Required task: Filter the records below, copying out every line that contains the string "dark". Case counts.

==== Exercise data

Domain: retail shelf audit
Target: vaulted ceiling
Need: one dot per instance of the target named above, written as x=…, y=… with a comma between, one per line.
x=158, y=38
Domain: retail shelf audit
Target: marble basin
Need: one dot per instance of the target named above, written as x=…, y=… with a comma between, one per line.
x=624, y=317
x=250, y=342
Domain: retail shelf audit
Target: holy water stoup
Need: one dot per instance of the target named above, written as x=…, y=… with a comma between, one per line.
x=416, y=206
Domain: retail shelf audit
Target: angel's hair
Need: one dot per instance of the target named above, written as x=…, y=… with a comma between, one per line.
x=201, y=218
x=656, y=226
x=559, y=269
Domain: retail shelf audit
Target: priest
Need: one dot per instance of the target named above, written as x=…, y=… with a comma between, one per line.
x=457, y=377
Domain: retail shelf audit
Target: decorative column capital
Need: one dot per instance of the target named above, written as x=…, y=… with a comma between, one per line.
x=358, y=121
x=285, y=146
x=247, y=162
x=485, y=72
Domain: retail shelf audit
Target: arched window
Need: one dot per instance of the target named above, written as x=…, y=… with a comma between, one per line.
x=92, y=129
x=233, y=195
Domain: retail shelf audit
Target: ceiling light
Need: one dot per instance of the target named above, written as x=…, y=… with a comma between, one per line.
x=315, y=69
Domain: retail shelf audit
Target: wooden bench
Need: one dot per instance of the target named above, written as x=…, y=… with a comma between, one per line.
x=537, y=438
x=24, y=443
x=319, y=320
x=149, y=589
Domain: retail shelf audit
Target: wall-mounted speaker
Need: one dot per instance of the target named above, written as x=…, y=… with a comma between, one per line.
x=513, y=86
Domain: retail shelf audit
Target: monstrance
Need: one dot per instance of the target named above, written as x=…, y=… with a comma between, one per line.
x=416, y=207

========
==== Exercise data

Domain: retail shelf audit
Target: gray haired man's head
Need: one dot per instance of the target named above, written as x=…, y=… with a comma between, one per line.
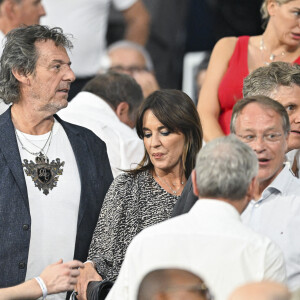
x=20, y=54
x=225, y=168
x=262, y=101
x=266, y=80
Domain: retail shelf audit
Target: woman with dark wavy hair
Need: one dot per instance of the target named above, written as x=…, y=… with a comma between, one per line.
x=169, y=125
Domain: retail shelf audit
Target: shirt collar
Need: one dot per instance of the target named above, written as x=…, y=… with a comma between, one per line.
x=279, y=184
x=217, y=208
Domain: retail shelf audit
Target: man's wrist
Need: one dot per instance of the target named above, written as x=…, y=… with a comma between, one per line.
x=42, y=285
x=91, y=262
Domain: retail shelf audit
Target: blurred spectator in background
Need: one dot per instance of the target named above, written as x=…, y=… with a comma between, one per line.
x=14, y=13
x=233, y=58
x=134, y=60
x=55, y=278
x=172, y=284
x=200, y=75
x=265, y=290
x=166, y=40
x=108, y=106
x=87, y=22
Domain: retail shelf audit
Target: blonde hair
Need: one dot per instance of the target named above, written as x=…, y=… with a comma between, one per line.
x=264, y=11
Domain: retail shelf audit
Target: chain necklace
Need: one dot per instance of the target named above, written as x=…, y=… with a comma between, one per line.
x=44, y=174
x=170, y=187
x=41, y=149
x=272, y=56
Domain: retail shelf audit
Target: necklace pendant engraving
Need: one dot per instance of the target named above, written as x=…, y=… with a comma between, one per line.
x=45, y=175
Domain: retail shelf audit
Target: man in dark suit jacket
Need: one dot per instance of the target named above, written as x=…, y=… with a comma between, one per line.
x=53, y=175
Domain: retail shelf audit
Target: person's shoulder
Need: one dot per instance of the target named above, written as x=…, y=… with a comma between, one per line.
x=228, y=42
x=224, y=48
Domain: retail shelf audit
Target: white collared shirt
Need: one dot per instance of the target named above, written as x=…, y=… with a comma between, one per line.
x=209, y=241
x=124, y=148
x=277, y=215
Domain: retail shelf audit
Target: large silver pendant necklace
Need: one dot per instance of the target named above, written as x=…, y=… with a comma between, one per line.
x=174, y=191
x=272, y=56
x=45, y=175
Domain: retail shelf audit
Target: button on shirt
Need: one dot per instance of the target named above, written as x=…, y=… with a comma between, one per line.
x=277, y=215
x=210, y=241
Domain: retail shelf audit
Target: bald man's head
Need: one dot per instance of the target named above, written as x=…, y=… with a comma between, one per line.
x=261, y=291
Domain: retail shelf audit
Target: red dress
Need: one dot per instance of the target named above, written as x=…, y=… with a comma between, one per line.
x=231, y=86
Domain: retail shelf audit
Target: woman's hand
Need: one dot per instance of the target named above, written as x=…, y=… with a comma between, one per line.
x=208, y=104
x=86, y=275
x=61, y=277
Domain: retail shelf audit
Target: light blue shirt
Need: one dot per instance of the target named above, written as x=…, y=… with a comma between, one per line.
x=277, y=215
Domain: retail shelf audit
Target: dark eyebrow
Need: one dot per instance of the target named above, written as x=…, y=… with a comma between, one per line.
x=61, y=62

========

Exercise result:
Target: woman with dark wavy hair
Target: man in dark suit jacket
Target: dark eyebrow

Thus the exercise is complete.